This study had two primary objectives: (1) to evaluate the validity of Persian best–worst (BW) norms of valence, arousal,
dominance, and concreteness relative to existing rating scale (RS) norms; and (2) to model and extrapolate these human
BW norms using skip-gram word embeddings. BW data were collected from 1071 Persian speakers for 3000 Persian words
and compared with individual and merged RS datasets and translated BW norms. Human BW norms correlated moderately
to strongly with these norms, despite substantial variability across RS datasets. Human BW and weighted RS composite
norms showed similarly weak correlations between arousal and valence and lexical decision reaction times. For extrapolation, emotional and semantic measures were modeled using generalized additive models on principal components of Persian
word embeddings. The models explained substantial variance in all emotional dimensions and concreteness, ranging from
34.5% (dominance) to 68.4% (concreteness). Extrapolated BW estimates showed strong correlations with human BW and
weighted RS composite norms for valence (r = .70 to .83), moderate correlations for arousal, and generally strong correlations across all dimensions with GPT-5.1 predictions and the estimates of other external resources. Qualitative comparisons
of human BW norms and extrapolated BW estimates showed strong semantic alignment at high values across dimensions
but weaker alignment at low arousal and dominance. The findings suggest BW scaling offers similar discrimination and
predictive validity compared to RS norms, with a higher potential for efficiently expanding emotional and semantic norms
in resource-limited languages like Persian. Extrapolated norms for 85,716 words are provided.

------------

TO DO: Summarize the abstract on Persian best–worst word norms in two sentences. The records that come after the text are not needed here.

RECORDED INFORMATION:
------------

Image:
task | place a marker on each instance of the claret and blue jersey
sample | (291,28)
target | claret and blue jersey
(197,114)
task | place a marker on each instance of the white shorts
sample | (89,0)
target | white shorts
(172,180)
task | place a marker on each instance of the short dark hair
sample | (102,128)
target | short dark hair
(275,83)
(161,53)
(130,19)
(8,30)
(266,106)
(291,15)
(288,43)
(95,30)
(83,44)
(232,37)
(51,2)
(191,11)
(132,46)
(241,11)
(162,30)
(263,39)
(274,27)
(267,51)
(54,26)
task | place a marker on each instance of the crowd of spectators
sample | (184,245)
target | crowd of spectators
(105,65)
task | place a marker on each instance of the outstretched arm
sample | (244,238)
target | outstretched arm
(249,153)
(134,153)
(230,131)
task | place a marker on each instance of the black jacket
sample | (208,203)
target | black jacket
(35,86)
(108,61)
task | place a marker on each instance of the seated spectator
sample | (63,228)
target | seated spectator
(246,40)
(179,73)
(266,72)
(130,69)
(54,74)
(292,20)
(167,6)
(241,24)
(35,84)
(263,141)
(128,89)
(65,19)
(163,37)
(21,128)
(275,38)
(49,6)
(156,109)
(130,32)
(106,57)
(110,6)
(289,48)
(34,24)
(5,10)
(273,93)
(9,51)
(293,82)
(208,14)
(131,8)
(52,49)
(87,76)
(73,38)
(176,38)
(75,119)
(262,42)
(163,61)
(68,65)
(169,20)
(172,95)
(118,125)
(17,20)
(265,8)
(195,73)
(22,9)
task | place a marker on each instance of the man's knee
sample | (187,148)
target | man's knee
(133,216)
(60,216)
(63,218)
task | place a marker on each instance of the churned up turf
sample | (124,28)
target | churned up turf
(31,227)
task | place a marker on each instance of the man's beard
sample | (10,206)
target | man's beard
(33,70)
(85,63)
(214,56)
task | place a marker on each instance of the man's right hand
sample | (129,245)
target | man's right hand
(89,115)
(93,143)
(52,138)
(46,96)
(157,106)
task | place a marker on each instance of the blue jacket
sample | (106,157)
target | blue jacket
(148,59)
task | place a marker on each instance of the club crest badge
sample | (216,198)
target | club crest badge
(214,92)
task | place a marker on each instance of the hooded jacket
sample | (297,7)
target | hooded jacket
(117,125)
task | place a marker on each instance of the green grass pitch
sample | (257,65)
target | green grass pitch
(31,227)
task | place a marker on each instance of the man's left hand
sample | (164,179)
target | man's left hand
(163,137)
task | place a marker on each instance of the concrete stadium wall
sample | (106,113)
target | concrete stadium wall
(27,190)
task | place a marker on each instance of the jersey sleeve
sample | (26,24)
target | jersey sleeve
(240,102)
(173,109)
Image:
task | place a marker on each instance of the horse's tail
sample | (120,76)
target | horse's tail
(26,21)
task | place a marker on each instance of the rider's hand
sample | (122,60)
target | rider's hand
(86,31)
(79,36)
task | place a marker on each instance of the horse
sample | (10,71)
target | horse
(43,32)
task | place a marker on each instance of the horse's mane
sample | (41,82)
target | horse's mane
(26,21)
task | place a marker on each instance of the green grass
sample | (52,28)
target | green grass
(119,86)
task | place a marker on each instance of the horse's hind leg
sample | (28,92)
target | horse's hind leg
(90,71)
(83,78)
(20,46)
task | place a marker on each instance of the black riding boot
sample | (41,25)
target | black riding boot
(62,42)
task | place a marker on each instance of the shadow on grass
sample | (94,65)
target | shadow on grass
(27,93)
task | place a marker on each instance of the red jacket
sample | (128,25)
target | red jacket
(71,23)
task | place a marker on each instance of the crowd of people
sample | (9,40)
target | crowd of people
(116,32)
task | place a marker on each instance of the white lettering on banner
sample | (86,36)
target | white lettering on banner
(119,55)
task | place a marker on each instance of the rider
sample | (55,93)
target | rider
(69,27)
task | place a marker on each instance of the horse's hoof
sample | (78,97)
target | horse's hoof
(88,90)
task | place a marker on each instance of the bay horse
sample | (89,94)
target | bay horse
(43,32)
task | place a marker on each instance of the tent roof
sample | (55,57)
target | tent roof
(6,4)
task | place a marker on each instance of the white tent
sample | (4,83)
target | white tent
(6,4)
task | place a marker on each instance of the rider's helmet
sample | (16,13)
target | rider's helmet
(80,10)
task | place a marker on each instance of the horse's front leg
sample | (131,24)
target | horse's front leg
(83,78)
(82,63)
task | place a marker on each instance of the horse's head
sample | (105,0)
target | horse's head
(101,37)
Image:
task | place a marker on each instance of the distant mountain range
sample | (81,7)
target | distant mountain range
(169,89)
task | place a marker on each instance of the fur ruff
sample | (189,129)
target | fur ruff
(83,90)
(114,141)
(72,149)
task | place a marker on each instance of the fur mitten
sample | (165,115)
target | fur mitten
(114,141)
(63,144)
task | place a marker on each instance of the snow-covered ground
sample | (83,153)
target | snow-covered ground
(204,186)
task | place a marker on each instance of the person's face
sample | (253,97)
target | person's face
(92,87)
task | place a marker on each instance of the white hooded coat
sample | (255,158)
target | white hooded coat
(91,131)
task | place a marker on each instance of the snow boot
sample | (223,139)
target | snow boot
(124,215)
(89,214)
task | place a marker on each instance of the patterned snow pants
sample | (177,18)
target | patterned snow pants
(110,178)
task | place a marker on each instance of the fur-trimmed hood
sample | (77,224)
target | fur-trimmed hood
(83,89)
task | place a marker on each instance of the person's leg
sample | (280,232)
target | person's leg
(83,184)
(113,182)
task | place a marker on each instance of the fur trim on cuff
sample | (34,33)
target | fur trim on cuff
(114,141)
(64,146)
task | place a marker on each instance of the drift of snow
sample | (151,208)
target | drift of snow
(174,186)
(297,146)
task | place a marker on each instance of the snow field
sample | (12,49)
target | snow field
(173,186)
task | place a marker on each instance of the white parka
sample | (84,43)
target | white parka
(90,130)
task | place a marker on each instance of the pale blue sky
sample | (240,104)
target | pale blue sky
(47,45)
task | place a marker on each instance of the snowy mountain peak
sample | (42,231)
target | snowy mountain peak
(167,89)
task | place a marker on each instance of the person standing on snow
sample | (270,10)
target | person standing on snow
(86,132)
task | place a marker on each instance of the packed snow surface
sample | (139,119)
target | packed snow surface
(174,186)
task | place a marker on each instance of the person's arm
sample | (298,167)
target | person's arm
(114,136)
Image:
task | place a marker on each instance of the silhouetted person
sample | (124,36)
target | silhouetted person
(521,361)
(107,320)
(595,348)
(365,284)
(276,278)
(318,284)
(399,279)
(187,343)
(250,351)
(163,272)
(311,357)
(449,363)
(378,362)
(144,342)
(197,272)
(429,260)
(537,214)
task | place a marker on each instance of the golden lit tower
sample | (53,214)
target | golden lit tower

------------

EXERCISE OUTPUT: Best–worst judgments of valence, arousal, dominance, and concreteness were collected from 1071 Persian speakers for 3000 words and correlated moderately to strongly with existing rating scale norms and translated best–worst norms, and these norms were then modeled with generalized additive models on principal components of skip-gram word embeddings, which explained from 34.5% (dominance) to 68.4% (concreteness) of the variance. The extrapolated estimates correlated strongly with human norms for valence and moderately for arousal, and the findings suggest that best–worst scaling matches rating scales in discrimination and predictive validity while offering greater potential for expanding norms in resource-limited languages such as Persian, with extrapolated norms provided for 85,716 words.